[Bounding box annotation entries]
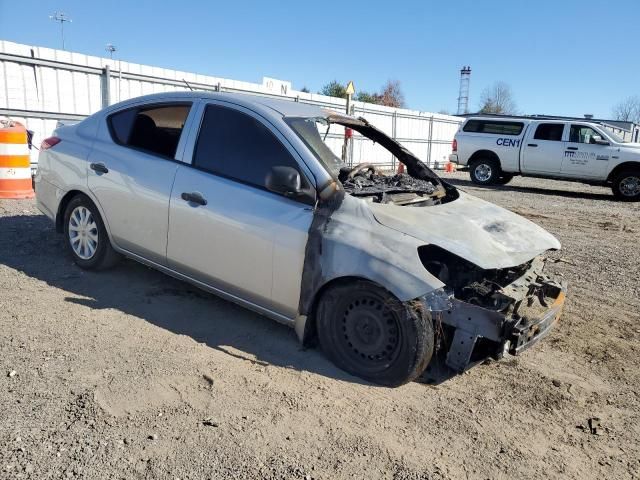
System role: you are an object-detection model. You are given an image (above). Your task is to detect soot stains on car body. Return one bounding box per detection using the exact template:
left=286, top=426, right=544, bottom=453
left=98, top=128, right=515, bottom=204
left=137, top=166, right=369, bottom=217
left=296, top=115, right=566, bottom=374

» **AIM**: Rewrite the material above with "soot stains" changed to "rust spots" and everything else kept the same. Omit the pictures from your answer.

» **SOLVED EXERCISE**:
System role: you are an object-detection model. You are given an image (above). Your task is to detect rust spots on car body. Return one bounding box per detection using the exact template:
left=286, top=426, right=544, bottom=453
left=98, top=128, right=515, bottom=204
left=137, top=166, right=369, bottom=217
left=296, top=115, right=566, bottom=374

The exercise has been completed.